▸ **How to complete this task**
Work through the records below and copy every line that includes "ripe".

▸ **Data extracts**
════════════════════

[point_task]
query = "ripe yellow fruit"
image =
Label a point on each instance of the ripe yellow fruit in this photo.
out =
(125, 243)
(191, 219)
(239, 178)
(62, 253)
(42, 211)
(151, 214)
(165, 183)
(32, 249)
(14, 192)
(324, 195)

════════════════════

▸ **Answer to the problem**
query = "ripe yellow fruit"
Label a point on each instance of the ripe yellow fruit in this photo.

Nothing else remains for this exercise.